Coordinate annotation entries
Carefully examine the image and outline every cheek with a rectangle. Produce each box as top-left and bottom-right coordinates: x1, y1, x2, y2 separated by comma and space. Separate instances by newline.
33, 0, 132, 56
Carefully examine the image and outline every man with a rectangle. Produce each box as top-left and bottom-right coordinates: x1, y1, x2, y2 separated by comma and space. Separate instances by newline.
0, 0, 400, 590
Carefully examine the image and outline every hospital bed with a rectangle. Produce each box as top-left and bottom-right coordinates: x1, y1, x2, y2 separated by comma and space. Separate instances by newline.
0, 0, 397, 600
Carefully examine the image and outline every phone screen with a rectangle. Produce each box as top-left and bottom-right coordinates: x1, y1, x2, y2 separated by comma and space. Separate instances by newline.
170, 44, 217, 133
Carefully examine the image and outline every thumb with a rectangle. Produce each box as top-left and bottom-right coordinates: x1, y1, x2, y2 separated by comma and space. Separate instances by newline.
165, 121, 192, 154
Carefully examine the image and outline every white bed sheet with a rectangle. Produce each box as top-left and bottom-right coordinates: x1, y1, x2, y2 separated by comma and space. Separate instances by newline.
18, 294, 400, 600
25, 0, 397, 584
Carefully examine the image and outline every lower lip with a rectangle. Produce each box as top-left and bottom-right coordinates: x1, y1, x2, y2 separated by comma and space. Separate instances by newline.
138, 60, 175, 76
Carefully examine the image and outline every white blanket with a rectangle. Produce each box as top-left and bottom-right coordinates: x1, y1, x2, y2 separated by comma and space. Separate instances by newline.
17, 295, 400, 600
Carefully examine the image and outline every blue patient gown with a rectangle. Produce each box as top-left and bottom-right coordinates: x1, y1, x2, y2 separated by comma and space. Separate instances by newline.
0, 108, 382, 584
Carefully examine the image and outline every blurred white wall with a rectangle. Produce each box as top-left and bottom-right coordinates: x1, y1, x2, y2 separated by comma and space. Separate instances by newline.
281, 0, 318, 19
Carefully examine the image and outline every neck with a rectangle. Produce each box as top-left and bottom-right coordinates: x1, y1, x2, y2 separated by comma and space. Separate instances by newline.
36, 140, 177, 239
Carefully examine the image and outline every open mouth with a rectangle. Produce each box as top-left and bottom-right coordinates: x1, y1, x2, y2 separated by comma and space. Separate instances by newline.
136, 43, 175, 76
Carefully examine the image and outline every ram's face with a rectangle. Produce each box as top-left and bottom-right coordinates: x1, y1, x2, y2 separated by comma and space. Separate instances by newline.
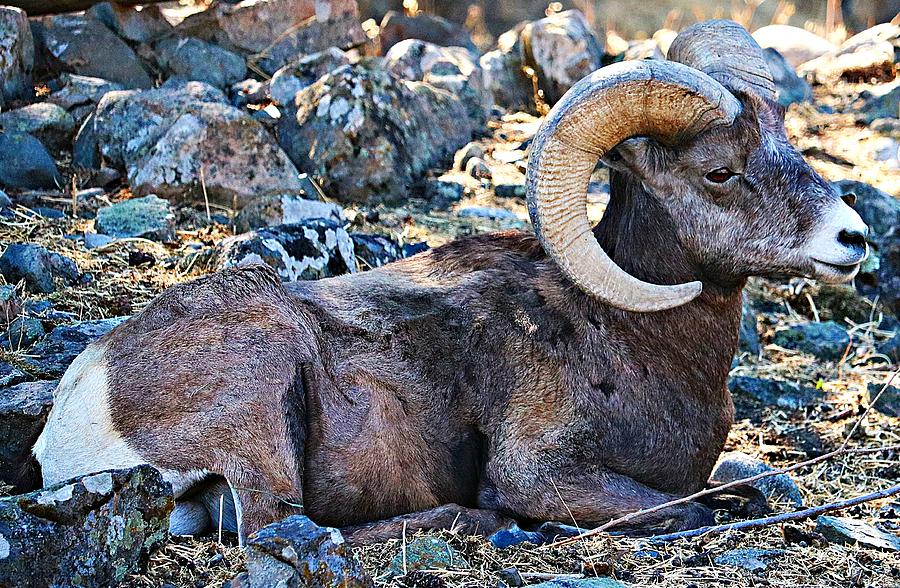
606, 95, 867, 282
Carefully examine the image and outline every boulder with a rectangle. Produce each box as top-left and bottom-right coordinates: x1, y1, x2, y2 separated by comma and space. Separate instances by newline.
94, 194, 175, 242
0, 102, 77, 150
0, 381, 57, 486
243, 515, 374, 588
384, 39, 494, 129
88, 2, 174, 43
25, 317, 128, 379
521, 10, 603, 104
0, 132, 63, 189
832, 180, 900, 243
278, 61, 472, 204
753, 25, 837, 69
234, 194, 344, 233
0, 6, 34, 106
386, 537, 470, 578
763, 47, 812, 107
269, 47, 350, 107
816, 515, 900, 551
773, 321, 850, 361
710, 451, 803, 508
0, 243, 78, 294
378, 10, 477, 54
178, 0, 366, 75
32, 14, 152, 88
94, 82, 302, 208
215, 219, 356, 282
155, 37, 247, 88
47, 74, 124, 110
0, 465, 174, 588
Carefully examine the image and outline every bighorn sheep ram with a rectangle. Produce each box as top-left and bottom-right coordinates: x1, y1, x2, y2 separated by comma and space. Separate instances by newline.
34, 21, 867, 539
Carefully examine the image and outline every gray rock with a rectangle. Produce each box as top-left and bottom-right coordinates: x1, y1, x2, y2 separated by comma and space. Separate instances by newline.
816, 515, 900, 551
0, 243, 78, 294
0, 316, 44, 351
0, 102, 76, 149
234, 194, 344, 233
0, 465, 174, 588
522, 10, 603, 104
386, 537, 470, 578
0, 6, 34, 106
763, 47, 812, 106
773, 321, 850, 361
0, 381, 57, 484
246, 515, 374, 588
33, 14, 152, 88
47, 74, 124, 110
0, 133, 63, 189
710, 451, 803, 507
215, 219, 356, 282
269, 47, 350, 108
156, 37, 247, 88
850, 80, 900, 125
378, 10, 477, 54
833, 180, 900, 242
728, 376, 821, 410
713, 547, 787, 572
753, 25, 837, 68
868, 383, 900, 417
384, 39, 494, 129
94, 194, 175, 242
88, 2, 173, 43
25, 317, 128, 379
278, 61, 472, 203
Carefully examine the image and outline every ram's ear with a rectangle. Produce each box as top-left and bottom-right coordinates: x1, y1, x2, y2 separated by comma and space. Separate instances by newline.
602, 137, 658, 177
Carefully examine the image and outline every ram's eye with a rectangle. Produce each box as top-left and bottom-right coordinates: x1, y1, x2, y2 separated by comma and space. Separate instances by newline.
706, 167, 737, 184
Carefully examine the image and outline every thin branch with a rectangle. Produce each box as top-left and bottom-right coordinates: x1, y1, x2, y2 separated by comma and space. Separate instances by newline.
543, 368, 900, 549
648, 484, 900, 543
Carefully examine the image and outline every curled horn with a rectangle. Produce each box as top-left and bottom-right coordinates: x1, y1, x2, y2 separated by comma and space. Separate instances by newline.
668, 20, 775, 100
527, 60, 741, 312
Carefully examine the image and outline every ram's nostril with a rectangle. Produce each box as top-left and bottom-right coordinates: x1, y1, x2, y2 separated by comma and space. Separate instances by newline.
838, 229, 866, 248
841, 192, 856, 206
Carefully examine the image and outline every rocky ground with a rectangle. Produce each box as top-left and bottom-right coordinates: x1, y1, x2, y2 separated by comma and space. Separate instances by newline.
0, 0, 900, 587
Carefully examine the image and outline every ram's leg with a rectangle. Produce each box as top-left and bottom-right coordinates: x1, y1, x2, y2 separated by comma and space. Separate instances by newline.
341, 504, 512, 545
479, 470, 715, 535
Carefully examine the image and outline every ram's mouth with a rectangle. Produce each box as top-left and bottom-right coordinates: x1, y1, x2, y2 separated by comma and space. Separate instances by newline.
812, 259, 862, 284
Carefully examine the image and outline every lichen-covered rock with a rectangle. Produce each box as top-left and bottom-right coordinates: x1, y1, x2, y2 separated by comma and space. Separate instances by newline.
0, 102, 77, 149
763, 47, 812, 106
234, 194, 344, 232
47, 74, 124, 110
278, 61, 472, 203
178, 0, 366, 75
0, 6, 34, 106
269, 47, 350, 108
0, 465, 174, 588
0, 132, 63, 189
773, 321, 850, 361
710, 451, 803, 508
94, 82, 302, 208
753, 25, 837, 69
25, 317, 128, 379
245, 515, 374, 588
0, 381, 57, 484
215, 219, 356, 282
155, 37, 247, 88
33, 14, 152, 88
384, 39, 494, 129
378, 10, 476, 53
522, 10, 603, 104
94, 194, 175, 242
0, 243, 78, 294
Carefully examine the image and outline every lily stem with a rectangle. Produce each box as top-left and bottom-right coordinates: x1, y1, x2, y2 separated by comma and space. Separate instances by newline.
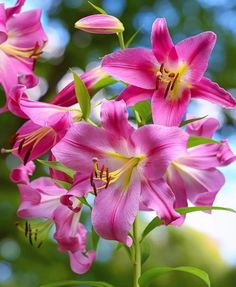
133, 215, 141, 287
117, 32, 125, 49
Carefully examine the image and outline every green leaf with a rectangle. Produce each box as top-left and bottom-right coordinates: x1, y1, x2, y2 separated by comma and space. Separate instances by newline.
53, 179, 71, 190
139, 266, 211, 287
78, 197, 92, 210
179, 115, 208, 127
175, 206, 236, 214
141, 240, 151, 265
37, 159, 75, 178
141, 217, 163, 241
88, 1, 107, 14
70, 69, 91, 120
133, 101, 152, 125
125, 27, 141, 48
40, 281, 114, 287
92, 227, 100, 251
187, 136, 220, 148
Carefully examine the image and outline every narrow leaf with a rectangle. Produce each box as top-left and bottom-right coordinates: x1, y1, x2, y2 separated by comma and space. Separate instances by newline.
88, 1, 107, 14
139, 266, 211, 287
141, 217, 163, 241
141, 240, 151, 265
179, 115, 208, 127
92, 227, 100, 251
40, 281, 114, 287
187, 136, 220, 148
175, 206, 236, 214
37, 159, 75, 178
71, 70, 91, 120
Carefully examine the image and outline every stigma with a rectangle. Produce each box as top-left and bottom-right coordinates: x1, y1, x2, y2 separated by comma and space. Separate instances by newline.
90, 153, 146, 195
156, 64, 188, 100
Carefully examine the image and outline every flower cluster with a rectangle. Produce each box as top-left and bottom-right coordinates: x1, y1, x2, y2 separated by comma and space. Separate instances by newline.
0, 0, 236, 278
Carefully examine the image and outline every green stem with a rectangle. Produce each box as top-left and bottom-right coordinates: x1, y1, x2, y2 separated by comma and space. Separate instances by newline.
117, 32, 125, 49
133, 215, 141, 287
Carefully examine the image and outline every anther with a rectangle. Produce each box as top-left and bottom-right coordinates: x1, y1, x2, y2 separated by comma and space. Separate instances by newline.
164, 81, 171, 98
28, 224, 33, 246
100, 164, 105, 179
90, 172, 93, 186
25, 221, 29, 237
37, 241, 43, 248
18, 139, 25, 154
24, 147, 33, 165
104, 176, 111, 189
92, 182, 97, 196
10, 133, 19, 146
170, 73, 179, 91
160, 64, 164, 73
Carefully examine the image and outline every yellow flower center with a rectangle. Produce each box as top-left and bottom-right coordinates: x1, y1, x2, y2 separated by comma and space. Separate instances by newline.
90, 152, 146, 195
156, 64, 190, 101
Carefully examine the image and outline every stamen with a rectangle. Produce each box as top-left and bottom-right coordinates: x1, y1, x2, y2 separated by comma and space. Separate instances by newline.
170, 73, 179, 91
18, 138, 25, 154
100, 164, 105, 179
25, 221, 29, 237
24, 147, 33, 165
164, 81, 171, 98
160, 63, 164, 74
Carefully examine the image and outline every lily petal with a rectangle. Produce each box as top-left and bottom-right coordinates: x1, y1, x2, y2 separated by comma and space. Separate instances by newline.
151, 18, 174, 64
191, 77, 236, 109
68, 250, 96, 274
17, 177, 66, 219
141, 179, 180, 224
101, 101, 134, 140
175, 32, 216, 83
116, 86, 154, 107
186, 114, 220, 138
102, 48, 158, 89
132, 125, 189, 180
92, 180, 141, 246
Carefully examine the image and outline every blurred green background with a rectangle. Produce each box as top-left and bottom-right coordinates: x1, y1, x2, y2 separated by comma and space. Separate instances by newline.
0, 0, 236, 287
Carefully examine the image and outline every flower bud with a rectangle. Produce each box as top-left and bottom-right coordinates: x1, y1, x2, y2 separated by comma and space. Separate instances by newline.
75, 14, 125, 34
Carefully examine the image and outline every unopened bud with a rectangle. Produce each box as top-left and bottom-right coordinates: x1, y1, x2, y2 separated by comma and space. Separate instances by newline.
75, 14, 125, 34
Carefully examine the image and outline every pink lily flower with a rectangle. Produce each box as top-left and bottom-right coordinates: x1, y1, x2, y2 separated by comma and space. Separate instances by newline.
52, 101, 188, 246
102, 18, 236, 126
0, 0, 47, 112
2, 85, 77, 164
18, 177, 96, 274
10, 161, 35, 184
51, 66, 114, 107
186, 115, 236, 166
165, 118, 236, 220
75, 14, 125, 34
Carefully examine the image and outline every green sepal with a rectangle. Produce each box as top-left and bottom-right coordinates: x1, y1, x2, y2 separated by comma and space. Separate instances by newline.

AIM OF THE TASK
Can you quote the lines of data above, starting at the line that contains "Carefully examine the image and outline every ram's eye" and ending at the line that contains "812, 259, 862, 284", with both of those lines included?

OUTPUT OF THE EXERCISE
Carefully examine the image and outline every ram's eye with a rectangle. Produce each box as top-left and bottom-right coordinates: x1, y1, x2, y2 separated by comma and space. Separate instances by newline.
706, 167, 737, 184
Carefully examine the image and outline every thin branch with a rectangle. Produce each box as top-left and bottom-right coordinates: x1, y1, x2, y2 separated by comma and space. Separate instances by newline.
543, 368, 900, 549
648, 484, 900, 543
Carefully examine the image and outline every curled horn with a rectangle. Produce each box as top-left and bottom-right coordinates: x1, y1, x2, y2 separated by comma and space. Separate instances by newline.
668, 20, 775, 100
527, 60, 741, 312
Carefully examine the image and outline every ram's nostril with a rectangle. Produce each box as top-left and bottom-right coordinates: x1, y1, x2, y2 separated by comma and space. Separate instances by newline.
838, 229, 866, 248
841, 192, 856, 206
Carefully examine the image and outline every rocky ground with a rectangle. Produce each box as top-left and bottom-right coordinates: x1, y1, x2, y2 separated by comma and space. Separate instances by newline.
0, 0, 900, 587
Carefully examine the image and outline every ram's leg with a rectangle. Produce each box as top-left and bottom-right coordinates: x1, y1, x2, y2 separated by comma and space. Separate instances by newline.
341, 504, 512, 545
479, 470, 715, 535
Carefully examine the image and outline every ram's mouth with a rectangle. Produce each box as top-left and bottom-right coordinates: x1, y1, x2, y2 separated by comma and space. Separate instances by newline.
812, 259, 862, 284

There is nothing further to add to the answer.